Scan the records and identify every line in which the string "with" occurs, then return those lines.

[THE DATA Boundary: Start]

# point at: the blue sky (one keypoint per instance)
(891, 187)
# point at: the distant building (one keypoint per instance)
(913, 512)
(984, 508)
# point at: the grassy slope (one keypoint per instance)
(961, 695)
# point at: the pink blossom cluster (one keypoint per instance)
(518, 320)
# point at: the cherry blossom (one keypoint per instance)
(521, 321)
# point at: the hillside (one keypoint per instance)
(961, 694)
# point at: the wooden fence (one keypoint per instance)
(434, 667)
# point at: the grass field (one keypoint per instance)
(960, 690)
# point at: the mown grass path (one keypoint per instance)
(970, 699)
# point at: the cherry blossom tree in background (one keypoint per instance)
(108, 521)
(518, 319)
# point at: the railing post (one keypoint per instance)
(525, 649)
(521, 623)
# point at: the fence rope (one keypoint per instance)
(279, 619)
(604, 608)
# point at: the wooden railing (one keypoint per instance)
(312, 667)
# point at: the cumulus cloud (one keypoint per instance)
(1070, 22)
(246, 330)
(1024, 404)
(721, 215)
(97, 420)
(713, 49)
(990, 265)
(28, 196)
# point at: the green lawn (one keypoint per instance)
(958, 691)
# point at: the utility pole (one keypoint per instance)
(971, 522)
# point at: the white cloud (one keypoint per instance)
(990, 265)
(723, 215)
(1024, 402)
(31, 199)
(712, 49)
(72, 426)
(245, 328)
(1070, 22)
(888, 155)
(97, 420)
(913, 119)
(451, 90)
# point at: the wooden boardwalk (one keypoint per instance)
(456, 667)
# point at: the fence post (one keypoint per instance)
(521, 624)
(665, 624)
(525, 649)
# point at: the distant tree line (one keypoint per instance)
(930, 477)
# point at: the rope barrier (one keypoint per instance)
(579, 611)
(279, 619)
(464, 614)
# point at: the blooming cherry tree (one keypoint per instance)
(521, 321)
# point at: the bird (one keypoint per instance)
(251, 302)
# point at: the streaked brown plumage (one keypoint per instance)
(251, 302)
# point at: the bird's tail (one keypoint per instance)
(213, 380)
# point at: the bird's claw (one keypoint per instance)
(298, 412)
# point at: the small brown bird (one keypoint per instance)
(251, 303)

[THE DATA Boundary: End]
[THE DATA Boundary: Start]

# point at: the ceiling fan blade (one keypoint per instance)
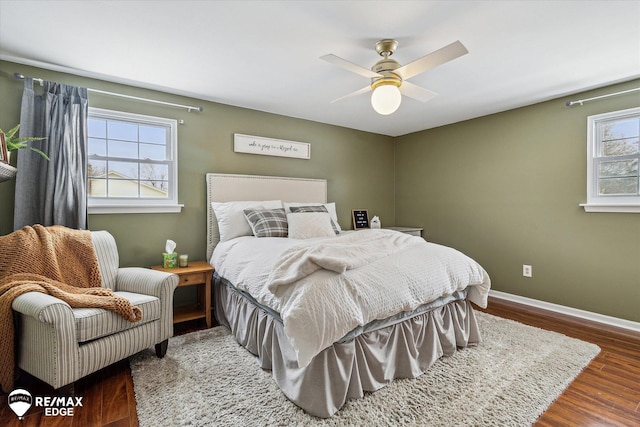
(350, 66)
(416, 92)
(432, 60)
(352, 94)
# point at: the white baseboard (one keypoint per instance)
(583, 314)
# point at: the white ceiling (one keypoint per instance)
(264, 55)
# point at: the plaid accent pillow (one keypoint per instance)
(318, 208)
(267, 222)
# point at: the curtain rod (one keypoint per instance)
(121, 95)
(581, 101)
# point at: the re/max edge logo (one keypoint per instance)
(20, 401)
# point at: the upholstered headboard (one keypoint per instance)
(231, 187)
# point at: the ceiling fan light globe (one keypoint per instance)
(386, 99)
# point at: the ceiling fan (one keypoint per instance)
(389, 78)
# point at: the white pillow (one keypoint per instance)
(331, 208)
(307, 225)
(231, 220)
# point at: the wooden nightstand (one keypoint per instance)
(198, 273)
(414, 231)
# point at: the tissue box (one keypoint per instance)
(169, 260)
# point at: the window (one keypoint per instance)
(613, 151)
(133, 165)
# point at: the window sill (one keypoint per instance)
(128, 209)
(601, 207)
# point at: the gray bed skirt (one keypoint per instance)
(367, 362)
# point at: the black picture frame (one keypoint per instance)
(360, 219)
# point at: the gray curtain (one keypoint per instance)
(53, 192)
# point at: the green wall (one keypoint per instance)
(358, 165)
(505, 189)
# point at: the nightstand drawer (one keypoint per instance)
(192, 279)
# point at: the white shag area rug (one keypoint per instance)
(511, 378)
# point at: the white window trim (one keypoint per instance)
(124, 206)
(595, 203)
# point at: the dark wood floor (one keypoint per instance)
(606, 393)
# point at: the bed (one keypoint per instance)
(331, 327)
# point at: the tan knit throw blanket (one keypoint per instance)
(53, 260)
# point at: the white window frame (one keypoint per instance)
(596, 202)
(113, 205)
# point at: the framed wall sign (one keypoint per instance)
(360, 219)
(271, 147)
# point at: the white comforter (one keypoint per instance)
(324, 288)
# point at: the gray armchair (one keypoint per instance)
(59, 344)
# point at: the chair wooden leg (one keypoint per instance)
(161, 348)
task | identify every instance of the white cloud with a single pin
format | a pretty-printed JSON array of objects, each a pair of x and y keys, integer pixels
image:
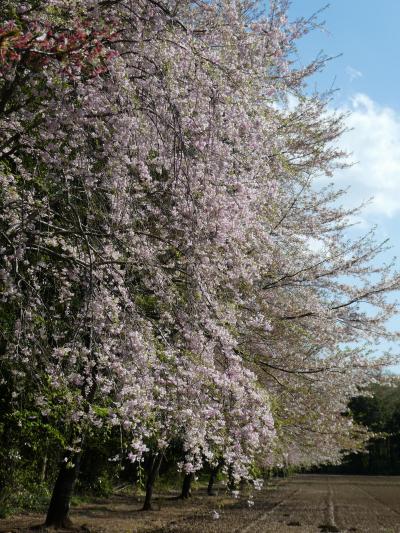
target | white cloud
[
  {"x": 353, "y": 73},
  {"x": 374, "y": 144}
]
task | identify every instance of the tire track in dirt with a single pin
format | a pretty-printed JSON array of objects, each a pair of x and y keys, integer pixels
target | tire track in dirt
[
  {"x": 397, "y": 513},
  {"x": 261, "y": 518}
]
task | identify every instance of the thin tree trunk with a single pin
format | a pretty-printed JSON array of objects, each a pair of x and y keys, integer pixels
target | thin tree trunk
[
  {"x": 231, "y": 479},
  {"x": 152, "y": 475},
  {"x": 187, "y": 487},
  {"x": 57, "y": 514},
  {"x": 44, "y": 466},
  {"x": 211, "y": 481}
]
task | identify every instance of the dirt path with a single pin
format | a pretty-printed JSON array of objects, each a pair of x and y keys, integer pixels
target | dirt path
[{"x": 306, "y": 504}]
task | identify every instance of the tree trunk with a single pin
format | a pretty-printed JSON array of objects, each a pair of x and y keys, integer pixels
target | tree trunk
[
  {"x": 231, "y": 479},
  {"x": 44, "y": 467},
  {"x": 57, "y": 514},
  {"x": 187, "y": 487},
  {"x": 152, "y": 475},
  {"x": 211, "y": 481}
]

[THE DATA Boundary: End]

### EXERCISE SOLUTION
task | identify every instance of the white cloud with a single pin
task | identify every instance of the tire track in dirt with a single pin
task | identify every instance of the thin tree trunk with a single pin
task | identify every instance of the dirt path with a single pin
task | identify every instance of the tree trunk with a single pin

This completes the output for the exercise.